WHAT IS REQUIRED = Exactly the lines from the one containing "Can you find the rocky outcrop?" through the final line of the listing are to be retyped, and nothing more.

INFORMATION GIVEN =
####################

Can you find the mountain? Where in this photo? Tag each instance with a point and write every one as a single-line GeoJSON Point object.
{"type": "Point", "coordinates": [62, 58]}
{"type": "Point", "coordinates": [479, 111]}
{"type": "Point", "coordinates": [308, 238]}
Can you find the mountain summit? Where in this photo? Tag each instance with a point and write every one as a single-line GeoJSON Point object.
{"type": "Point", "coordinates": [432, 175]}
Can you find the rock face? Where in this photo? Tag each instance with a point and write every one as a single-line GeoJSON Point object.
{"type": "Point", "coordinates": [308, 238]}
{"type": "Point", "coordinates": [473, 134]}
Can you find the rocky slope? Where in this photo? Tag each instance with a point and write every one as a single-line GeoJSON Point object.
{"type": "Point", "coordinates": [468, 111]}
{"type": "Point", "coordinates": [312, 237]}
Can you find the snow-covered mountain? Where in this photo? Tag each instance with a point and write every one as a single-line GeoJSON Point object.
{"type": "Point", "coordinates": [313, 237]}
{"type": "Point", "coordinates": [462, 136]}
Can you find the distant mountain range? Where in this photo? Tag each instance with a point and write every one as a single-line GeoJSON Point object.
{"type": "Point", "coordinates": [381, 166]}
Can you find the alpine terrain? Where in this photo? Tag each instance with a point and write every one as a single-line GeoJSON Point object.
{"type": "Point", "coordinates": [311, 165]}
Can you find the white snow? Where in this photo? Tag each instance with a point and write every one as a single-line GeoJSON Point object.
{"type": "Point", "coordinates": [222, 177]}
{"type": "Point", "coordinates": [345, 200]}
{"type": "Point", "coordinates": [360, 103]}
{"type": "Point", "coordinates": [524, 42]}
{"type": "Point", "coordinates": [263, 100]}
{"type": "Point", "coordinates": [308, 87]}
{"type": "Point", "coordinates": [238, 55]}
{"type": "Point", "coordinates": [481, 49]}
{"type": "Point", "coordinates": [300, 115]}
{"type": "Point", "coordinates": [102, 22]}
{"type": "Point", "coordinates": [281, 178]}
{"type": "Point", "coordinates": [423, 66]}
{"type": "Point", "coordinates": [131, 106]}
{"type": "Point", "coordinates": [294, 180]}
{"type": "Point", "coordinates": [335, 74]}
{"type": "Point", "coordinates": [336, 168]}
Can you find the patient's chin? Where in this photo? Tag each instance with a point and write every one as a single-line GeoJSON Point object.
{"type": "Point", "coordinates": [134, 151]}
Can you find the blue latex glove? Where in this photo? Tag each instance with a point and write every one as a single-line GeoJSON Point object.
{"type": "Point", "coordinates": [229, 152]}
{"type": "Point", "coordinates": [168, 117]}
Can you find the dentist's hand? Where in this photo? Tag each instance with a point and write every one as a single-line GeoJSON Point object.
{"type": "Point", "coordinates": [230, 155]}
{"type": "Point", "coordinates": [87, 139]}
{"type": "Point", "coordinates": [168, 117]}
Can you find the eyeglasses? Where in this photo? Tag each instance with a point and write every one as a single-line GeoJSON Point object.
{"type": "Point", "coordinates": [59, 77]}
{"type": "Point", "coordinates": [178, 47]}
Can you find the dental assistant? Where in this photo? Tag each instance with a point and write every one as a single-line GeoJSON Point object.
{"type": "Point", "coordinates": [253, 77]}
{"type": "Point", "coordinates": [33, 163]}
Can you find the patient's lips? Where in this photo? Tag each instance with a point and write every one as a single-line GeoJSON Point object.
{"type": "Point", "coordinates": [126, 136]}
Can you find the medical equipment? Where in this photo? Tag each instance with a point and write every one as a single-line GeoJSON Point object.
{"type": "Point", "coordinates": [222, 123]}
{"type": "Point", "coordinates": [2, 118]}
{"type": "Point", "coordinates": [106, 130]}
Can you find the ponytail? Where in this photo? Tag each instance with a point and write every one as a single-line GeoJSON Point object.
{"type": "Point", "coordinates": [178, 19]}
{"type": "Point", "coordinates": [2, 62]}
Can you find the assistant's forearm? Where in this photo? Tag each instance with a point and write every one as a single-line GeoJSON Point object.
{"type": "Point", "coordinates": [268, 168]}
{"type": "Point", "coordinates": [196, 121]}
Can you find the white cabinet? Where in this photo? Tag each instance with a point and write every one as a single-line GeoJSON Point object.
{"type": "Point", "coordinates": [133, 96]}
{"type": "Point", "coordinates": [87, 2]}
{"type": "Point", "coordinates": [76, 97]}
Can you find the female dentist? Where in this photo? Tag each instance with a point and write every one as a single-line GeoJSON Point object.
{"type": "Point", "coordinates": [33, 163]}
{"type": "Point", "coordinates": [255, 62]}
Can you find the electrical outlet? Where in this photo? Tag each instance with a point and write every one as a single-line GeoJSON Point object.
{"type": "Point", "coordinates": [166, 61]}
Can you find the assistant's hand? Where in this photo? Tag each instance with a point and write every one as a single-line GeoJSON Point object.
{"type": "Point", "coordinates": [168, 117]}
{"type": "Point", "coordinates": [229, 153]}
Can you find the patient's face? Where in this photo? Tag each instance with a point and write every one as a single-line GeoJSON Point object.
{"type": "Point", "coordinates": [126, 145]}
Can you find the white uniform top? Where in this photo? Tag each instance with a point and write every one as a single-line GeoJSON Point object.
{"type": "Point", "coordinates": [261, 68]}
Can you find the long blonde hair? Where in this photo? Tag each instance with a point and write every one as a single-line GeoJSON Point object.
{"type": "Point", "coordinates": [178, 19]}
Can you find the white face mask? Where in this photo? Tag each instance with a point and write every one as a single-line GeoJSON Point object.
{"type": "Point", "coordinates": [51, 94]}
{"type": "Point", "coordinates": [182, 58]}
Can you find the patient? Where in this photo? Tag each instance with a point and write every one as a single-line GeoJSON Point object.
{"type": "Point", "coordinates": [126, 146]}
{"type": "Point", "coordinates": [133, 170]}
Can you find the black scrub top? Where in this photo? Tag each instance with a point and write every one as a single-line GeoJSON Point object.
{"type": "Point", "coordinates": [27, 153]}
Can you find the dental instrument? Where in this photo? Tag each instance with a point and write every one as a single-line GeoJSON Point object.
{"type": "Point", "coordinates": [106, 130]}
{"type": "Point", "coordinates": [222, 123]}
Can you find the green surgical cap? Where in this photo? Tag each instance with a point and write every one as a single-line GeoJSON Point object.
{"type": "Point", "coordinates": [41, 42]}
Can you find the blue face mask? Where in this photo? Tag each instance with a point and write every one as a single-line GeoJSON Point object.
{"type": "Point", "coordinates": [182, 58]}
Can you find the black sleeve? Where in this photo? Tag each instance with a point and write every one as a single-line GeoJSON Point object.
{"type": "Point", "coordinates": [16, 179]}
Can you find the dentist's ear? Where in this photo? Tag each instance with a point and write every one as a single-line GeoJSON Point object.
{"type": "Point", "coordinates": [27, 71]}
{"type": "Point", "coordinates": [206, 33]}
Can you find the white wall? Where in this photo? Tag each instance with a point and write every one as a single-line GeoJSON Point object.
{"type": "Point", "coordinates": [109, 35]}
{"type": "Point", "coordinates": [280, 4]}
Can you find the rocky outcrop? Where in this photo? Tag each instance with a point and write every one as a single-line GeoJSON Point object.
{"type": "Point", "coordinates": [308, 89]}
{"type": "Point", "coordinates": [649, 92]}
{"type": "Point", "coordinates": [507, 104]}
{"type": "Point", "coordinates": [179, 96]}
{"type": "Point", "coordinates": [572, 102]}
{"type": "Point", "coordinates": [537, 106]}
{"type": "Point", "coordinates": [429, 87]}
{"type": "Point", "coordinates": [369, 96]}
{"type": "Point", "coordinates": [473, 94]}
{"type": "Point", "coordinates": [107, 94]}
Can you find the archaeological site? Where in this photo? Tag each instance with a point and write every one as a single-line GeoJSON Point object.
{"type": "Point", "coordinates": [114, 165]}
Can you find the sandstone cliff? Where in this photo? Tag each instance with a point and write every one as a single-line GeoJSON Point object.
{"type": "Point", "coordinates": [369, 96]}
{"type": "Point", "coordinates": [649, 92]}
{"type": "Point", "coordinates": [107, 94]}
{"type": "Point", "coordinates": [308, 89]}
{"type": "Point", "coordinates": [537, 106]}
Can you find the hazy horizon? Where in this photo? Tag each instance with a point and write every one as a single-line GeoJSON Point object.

####################

ANSWER TO THE TASK =
Can you find the rocky outcrop? Where in this photo? Tag each instance with a point and write every one as a single-line GeoJSON Point object.
{"type": "Point", "coordinates": [308, 89]}
{"type": "Point", "coordinates": [649, 92]}
{"type": "Point", "coordinates": [507, 104]}
{"type": "Point", "coordinates": [179, 96]}
{"type": "Point", "coordinates": [572, 102]}
{"type": "Point", "coordinates": [537, 106]}
{"type": "Point", "coordinates": [429, 87]}
{"type": "Point", "coordinates": [369, 96]}
{"type": "Point", "coordinates": [473, 94]}
{"type": "Point", "coordinates": [107, 94]}
Can you find the archaeological site? Where in this photo? Tag each instance with a point and write every one as a single-line GeoJSON Point object.
{"type": "Point", "coordinates": [114, 165]}
Can you find the sandstone cliff? Where in this photo? Tag each instance with a point and write every one as a single-line GeoJSON Point object.
{"type": "Point", "coordinates": [369, 96]}
{"type": "Point", "coordinates": [649, 92]}
{"type": "Point", "coordinates": [107, 94]}
{"type": "Point", "coordinates": [308, 89]}
{"type": "Point", "coordinates": [537, 106]}
Can you find the hazy horizon? Where in this photo? Tag each instance with a point and write every one as a single-line GeoJSON Point object.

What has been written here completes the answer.